Goal ▸ Could you reproduce the material below with every "Identify all instances of" swapped for "Locate every", leaving everything else unchanged?
** START OF Entries supplied **
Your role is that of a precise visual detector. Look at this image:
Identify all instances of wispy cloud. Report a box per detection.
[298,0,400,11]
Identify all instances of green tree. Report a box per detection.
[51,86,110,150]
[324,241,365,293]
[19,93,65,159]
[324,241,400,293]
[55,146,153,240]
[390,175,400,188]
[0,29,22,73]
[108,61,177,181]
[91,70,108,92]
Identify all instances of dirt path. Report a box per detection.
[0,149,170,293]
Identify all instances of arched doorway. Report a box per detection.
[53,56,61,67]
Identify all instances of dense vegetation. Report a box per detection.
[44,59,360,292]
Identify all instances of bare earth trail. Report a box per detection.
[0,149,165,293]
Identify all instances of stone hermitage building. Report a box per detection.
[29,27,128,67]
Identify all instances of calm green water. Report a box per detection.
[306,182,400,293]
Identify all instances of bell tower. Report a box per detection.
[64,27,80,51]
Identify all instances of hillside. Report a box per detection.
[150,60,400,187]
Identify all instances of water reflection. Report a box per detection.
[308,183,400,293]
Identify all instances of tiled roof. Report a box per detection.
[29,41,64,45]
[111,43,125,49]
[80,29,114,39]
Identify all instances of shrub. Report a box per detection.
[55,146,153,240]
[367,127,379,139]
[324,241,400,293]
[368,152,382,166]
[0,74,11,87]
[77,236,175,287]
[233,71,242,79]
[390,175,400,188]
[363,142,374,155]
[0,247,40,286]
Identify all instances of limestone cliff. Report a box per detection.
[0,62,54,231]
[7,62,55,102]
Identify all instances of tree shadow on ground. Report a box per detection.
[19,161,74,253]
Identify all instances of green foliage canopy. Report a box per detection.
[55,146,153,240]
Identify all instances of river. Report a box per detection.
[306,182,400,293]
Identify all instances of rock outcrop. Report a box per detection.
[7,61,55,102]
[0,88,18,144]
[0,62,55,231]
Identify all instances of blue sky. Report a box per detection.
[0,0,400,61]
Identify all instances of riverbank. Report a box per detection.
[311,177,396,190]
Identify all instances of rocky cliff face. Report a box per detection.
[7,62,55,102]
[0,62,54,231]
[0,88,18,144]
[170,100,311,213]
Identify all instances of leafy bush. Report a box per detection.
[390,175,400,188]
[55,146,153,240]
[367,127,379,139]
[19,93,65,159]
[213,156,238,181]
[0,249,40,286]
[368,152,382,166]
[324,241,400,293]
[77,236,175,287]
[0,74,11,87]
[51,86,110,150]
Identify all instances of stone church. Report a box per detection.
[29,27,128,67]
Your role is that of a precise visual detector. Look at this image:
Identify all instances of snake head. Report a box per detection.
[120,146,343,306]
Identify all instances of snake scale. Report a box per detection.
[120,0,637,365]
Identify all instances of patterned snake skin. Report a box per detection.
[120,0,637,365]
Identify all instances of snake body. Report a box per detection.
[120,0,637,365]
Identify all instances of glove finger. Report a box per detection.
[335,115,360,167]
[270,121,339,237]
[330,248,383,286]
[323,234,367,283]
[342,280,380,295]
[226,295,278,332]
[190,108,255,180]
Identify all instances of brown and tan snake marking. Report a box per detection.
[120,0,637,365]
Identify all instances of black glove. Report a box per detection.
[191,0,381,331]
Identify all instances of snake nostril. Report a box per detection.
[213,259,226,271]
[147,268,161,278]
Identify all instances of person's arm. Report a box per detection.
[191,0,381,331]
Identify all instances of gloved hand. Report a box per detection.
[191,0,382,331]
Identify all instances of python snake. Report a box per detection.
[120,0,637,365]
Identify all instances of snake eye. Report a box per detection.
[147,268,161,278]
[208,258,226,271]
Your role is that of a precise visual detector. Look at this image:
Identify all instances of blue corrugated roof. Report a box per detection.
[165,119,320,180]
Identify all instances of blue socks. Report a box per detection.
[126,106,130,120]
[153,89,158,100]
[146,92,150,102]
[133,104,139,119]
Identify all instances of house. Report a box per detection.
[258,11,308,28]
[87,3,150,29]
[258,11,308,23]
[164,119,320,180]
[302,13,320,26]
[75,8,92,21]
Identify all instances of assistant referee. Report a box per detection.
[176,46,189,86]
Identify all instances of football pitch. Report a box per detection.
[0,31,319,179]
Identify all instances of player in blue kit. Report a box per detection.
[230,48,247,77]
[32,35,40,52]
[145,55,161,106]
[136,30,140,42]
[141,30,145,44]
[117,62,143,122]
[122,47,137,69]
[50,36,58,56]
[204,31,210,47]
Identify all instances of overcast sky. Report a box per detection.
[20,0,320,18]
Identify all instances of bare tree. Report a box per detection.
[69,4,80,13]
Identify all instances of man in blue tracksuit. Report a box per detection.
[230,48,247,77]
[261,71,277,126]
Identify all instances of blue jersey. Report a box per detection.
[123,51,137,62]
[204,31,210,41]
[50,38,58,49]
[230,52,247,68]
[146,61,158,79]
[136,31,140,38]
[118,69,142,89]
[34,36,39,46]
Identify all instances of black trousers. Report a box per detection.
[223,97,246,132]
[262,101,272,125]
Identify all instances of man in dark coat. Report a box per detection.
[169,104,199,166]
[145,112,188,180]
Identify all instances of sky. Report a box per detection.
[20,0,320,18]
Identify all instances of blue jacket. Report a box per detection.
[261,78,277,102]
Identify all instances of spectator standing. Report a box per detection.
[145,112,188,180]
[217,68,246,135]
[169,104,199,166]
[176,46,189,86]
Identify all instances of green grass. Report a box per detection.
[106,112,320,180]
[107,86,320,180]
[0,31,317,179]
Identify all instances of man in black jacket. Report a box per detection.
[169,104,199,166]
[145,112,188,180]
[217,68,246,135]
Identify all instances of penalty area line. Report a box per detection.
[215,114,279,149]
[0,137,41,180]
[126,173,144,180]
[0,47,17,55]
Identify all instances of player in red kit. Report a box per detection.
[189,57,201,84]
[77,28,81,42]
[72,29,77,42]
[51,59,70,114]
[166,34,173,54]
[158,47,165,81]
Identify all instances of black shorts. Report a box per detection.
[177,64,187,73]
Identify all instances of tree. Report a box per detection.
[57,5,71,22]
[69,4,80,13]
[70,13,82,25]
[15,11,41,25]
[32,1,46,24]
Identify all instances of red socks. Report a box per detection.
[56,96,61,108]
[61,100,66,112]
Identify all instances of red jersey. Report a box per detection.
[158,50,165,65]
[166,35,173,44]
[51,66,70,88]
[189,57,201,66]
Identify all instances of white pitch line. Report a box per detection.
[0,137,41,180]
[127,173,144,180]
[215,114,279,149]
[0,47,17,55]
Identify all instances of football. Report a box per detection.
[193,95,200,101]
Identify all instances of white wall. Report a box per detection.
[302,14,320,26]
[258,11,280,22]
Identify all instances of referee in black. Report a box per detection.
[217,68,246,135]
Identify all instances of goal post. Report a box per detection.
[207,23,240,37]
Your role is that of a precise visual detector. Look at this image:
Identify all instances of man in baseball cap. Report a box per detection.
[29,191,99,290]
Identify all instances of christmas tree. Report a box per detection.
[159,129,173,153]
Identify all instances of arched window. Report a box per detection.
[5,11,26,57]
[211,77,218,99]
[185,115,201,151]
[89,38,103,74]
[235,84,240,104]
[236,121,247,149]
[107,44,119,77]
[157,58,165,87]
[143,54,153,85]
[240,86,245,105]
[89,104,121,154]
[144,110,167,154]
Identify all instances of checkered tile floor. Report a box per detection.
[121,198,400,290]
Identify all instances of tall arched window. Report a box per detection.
** END OF Entries supplied **
Correct answer ▸
Your role is that of a precise visual detector. Look at this image:
Locate every wispy cloud. Report a box per detection.
[298,0,400,11]
Locate every green tree. Report a box per detection.
[51,86,110,150]
[324,241,365,293]
[19,93,65,159]
[324,241,400,293]
[55,146,153,240]
[390,175,400,188]
[0,29,22,73]
[108,61,177,181]
[91,70,108,92]
Locate every dirt path. Report a box per detection.
[0,149,170,293]
Locate every arched doorway. Report a box per detection.
[53,56,61,67]
Locate every dense vegetation. Report a box per detection.
[44,59,360,292]
Locate every bare earth trail. Report a box per detection.
[0,149,165,293]
Locate every stone hermitage building. Report a box per detection.
[29,27,128,67]
Locate every calm green water. Report a box per detection.
[306,182,400,293]
Locate every bell tower. Report a box per detection.
[64,27,80,51]
Locate every hillside. Report a box per detection.
[150,60,400,187]
Locate every water reflection. Report a box per detection.
[308,183,400,293]
Locate every tiled roof. Report a box per detection.
[29,41,64,45]
[111,43,125,49]
[80,29,114,39]
Locate every shrub. Report a box per detection.
[55,146,153,240]
[367,127,379,139]
[324,241,400,293]
[368,152,382,166]
[0,74,11,87]
[77,236,175,287]
[233,71,242,79]
[390,175,400,188]
[363,142,374,155]
[0,247,40,286]
Locate every limestone cliff. Report a box per detection.
[0,62,54,231]
[7,62,55,102]
Locate every tree shadow on ground. Report a box per detection.
[19,161,74,253]
Locate every green foliage canopy. Report a box per detection.
[55,146,153,240]
Locate every river. Report a box per detection.
[306,182,400,293]
Locate every rock outcrop. Report a box per detection.
[7,61,55,102]
[0,88,18,144]
[0,62,55,231]
Locate every blue sky. Report a box per detection.
[0,0,400,61]
Locate every riverbank. Report a box per detection.
[311,177,396,190]
Locate every rocky cliff face. Report a box per detection.
[7,62,55,102]
[0,62,54,231]
[0,88,18,144]
[170,100,311,213]
Locate every leafy bush. Report a box per detection.
[390,175,400,188]
[55,146,153,240]
[367,127,379,139]
[19,93,65,159]
[213,156,238,181]
[0,249,40,286]
[368,152,382,166]
[324,241,400,293]
[77,236,175,287]
[0,74,11,87]
[51,86,110,150]
Locate every stone church. Report a box per detection.
[29,27,128,67]
Your role is that of a precise visual detector. Look at this image:
Locate every snake head. Report a box per detection.
[120,146,343,306]
Locate every snake scale. Report a box per detection.
[120,0,637,365]
Locate every patterned snake skin. Report a box per detection.
[120,0,637,365]
Locate every snake body. Report a box per detection.
[120,0,637,365]
Locate every glove finger. Report a box per detection.
[335,115,360,167]
[270,121,339,237]
[330,248,383,286]
[323,234,367,283]
[342,280,380,295]
[226,295,278,332]
[190,108,255,180]
Locate every brown and tan snake marking. Report a box per detection.
[120,0,637,365]
Locate every black glove. Report a box per detection.
[191,0,381,331]
Locate every snake nostril. Report a box per detection.
[213,259,226,271]
[147,268,161,278]
Locate every person's arm. Report a box per detection.
[191,0,381,331]
Locate every gloved hand. Report a box per detection.
[191,0,382,331]
Locate every python snake. Report a box per detection.
[120,0,637,365]
Locate every snake eye. Report a box per detection.
[147,268,161,278]
[208,258,226,271]
Your role is that of a precise visual detector. Look at this image:
Locate every blue corrugated roof. Report a box per detection.
[165,119,320,180]
Locate every blue socks. Report a box per detection.
[126,106,130,120]
[153,89,158,100]
[146,92,150,102]
[133,104,139,119]
Locate every house. Report a box per detection.
[258,11,308,28]
[87,3,150,29]
[258,11,308,23]
[164,119,320,180]
[302,13,320,26]
[75,8,92,21]
Locate every assistant referee. Report a box per detection.
[176,46,189,86]
Locate every football pitch. Report a box per detection.
[0,31,319,179]
Locate every player in blue kit. Report a box per detection.
[230,48,247,77]
[32,35,40,52]
[145,55,161,106]
[136,30,140,42]
[141,30,145,44]
[117,62,143,122]
[122,47,137,69]
[50,36,58,56]
[204,31,210,47]
Locate every overcast sky. Report a box per detection.
[20,0,320,18]
Locate every bare tree. Report a box per detection.
[69,4,80,13]
Locate every man in blue tracksuit. Report a box per detection.
[230,48,247,77]
[261,71,277,126]
Locate every blue jersey. Report a box per detection.
[123,51,137,62]
[204,31,210,41]
[50,38,58,49]
[230,52,247,68]
[146,61,158,79]
[136,31,140,38]
[118,69,142,89]
[34,36,39,46]
Locate every black trousers. Report a box per detection.
[223,97,246,132]
[262,101,272,125]
Locate every man in dark coat. Report a box per detection.
[169,104,199,166]
[145,112,188,180]
Locate every sky. Report a box per detection.
[20,0,320,18]
Locate every blue jacket. Report a box per detection.
[261,78,277,102]
Locate every spectator standing. Report a box per detection.
[145,112,188,180]
[217,68,246,135]
[169,104,199,166]
[176,46,189,86]
Locate every green grass. Report a box per detection.
[106,112,320,180]
[107,86,320,180]
[0,31,317,179]
Locate every man in black jacket. Report a box per detection.
[169,104,199,166]
[145,112,188,180]
[217,68,246,135]
Locate every penalty area line. Report a box per detection.
[215,114,279,149]
[0,137,41,180]
[126,173,144,180]
[0,47,17,55]
Locate every player in red kit. Report a box per detection.
[189,57,201,84]
[77,28,81,42]
[72,29,77,42]
[51,59,70,114]
[166,34,173,54]
[158,47,165,81]
Locate every black shorts. Report a box per detection.
[177,64,187,73]
Locate every tree. Report a box per detection.
[57,5,71,22]
[69,4,80,13]
[70,13,82,25]
[15,11,41,25]
[32,1,46,24]
Locate every red socks. Report a box per detection.
[56,96,61,108]
[61,100,66,112]
Locate every red jersey. Report a box per detection.
[158,50,165,65]
[166,35,173,44]
[51,66,70,88]
[189,57,201,66]
Locate every white pitch line. Report a box per detection.
[0,137,41,180]
[127,173,144,180]
[215,114,279,149]
[0,47,17,55]
Locate every football. Report a box per detection.
[193,95,200,101]
Locate every white wall. Report a box per detection.
[302,14,320,26]
[258,11,280,22]
Locate every referee in black. Report a box per detection.
[217,68,246,135]
Locate every goal post. Report a box per detection.
[207,23,240,37]
Your role is that of a precise visual detector. Look at this image:
Locate every man in baseball cap. Report a box per detection.
[29,191,99,290]
Locate every christmas tree. Report a box per detection.
[159,129,173,153]
Locate every arched window. Report a box per detection.
[5,11,26,57]
[211,77,218,99]
[185,115,201,151]
[89,38,103,74]
[235,84,240,104]
[236,121,247,149]
[107,44,119,77]
[157,58,165,87]
[143,54,153,85]
[240,86,245,105]
[89,104,121,154]
[144,110,167,154]
Locate every checkered tile floor. Report a box per detection.
[121,198,400,290]
Locate every tall arched window. Report a box per detection.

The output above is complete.